DIRECTIONS
Your response should consist of the full data, set down exactly.

DATA SHOWN
=-=-=-=-=

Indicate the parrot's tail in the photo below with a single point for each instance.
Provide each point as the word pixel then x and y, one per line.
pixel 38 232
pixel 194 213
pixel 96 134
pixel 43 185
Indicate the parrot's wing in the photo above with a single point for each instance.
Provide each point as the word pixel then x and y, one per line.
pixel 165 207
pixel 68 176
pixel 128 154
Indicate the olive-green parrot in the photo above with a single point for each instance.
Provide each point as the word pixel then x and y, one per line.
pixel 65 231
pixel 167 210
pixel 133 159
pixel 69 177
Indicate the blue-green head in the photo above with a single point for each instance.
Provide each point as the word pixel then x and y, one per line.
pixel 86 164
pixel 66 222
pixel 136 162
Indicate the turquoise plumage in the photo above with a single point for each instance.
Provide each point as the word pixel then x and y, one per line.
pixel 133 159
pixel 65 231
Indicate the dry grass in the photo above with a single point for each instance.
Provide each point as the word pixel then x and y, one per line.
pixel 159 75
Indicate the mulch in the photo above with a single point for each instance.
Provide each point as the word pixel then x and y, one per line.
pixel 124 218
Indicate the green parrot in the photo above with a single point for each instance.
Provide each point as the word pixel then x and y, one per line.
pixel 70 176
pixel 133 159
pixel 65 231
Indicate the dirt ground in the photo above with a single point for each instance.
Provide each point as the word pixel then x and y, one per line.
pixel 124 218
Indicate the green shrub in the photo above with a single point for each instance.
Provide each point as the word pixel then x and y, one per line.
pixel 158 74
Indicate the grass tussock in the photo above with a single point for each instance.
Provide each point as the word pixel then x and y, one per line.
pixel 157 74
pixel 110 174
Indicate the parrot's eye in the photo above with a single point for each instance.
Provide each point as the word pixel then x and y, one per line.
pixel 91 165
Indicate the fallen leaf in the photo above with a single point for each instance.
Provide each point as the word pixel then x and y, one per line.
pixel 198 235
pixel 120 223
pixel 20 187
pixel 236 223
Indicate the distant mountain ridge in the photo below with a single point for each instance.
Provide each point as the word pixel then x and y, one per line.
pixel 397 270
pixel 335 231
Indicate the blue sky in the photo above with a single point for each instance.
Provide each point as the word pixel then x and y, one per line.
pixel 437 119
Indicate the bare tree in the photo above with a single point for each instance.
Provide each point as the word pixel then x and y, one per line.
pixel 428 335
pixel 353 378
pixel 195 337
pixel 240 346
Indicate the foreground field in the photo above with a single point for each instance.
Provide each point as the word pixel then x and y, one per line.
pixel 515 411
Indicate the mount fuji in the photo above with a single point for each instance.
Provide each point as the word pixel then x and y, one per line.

=-=-=-=-=

TASK RESPONSE
Indicate the parrot's tail in the photo below with a single point for each instance.
Provide each point as the word pixel then x and y, one per line.
pixel 38 232
pixel 194 213
pixel 96 134
pixel 43 185
Indicate the parrot's wing in the photo above with a single point for each instance.
Provide each point as the word pixel then x and y, one per line.
pixel 165 207
pixel 68 176
pixel 128 154
Indicate the olive-green parrot in the photo above with a single point for each instance.
Provide each point as the word pixel then x and y, one per line.
pixel 65 231
pixel 167 210
pixel 133 159
pixel 69 177
Indicate the blue-green head in the photo above with a single point for each instance.
Provide each point as the word pixel then x and y, one per line.
pixel 86 164
pixel 66 222
pixel 136 162
Indicate the turquoise plumage in the photo above with a single point for each instance.
Provide each point as the word pixel then x and y, one per line.
pixel 133 159
pixel 65 231
Indicate the dry grass in the photo above with a single point for each instance.
Provide each point as the word pixel then x and y, one per line.
pixel 159 75
Indicate the mulch in the photo above with a single point for each instance.
Provide each point as the word pixel then x and y, one per line.
pixel 124 218
Indicate the green parrot in the photo above with a single point for each instance.
Provide each point as the word pixel then x and y, one per line.
pixel 70 176
pixel 133 159
pixel 65 231
Indicate the dirt ground in the photo above with a single point for each instance.
Provide each point as the word pixel then x and y, one per line.
pixel 124 218
Indicate the green shrub in the photo above with a single point for each instance.
Provide each point as the word pixel then x and y, one per line.
pixel 158 74
Indicate the grass tussock in the photo above with a single point for each instance.
Provide each point as the word pixel then x and y, one per line.
pixel 157 74
pixel 110 174
Indicate the parrot's eye in the photo above with a single point for each instance.
Provide each point as the word pixel then x and y, one per line.
pixel 91 165
Indicate the fallen leaf in the photo above with a single point for each instance.
Provide each point as the word pixel then x and y, one per line.
pixel 198 235
pixel 120 223
pixel 20 187
pixel 236 223
Indicate the distant mountain ridge in the photo below with a single point for each instance.
Provide each point as the word pixel then x and y, one per line.
pixel 397 270
pixel 335 231
Indicate the blue sky in the photo above with a single point for each instance.
Provide each point as the word pixel then x and y, one per line.
pixel 437 119
Indicate the bare tree in the photo above with a single point for each instance.
Provide each point as the word pixel then x and y, one per line.
pixel 428 335
pixel 353 378
pixel 195 337
pixel 240 346
Indicate the foreground field in the photo above with a single point for each instance.
Provide each point as the word pixel then x and y, one per line.
pixel 515 411
Indicate the mount fuji in the photo above with a single point for each instance.
Provide each point as the word pixel then x and y, one per line.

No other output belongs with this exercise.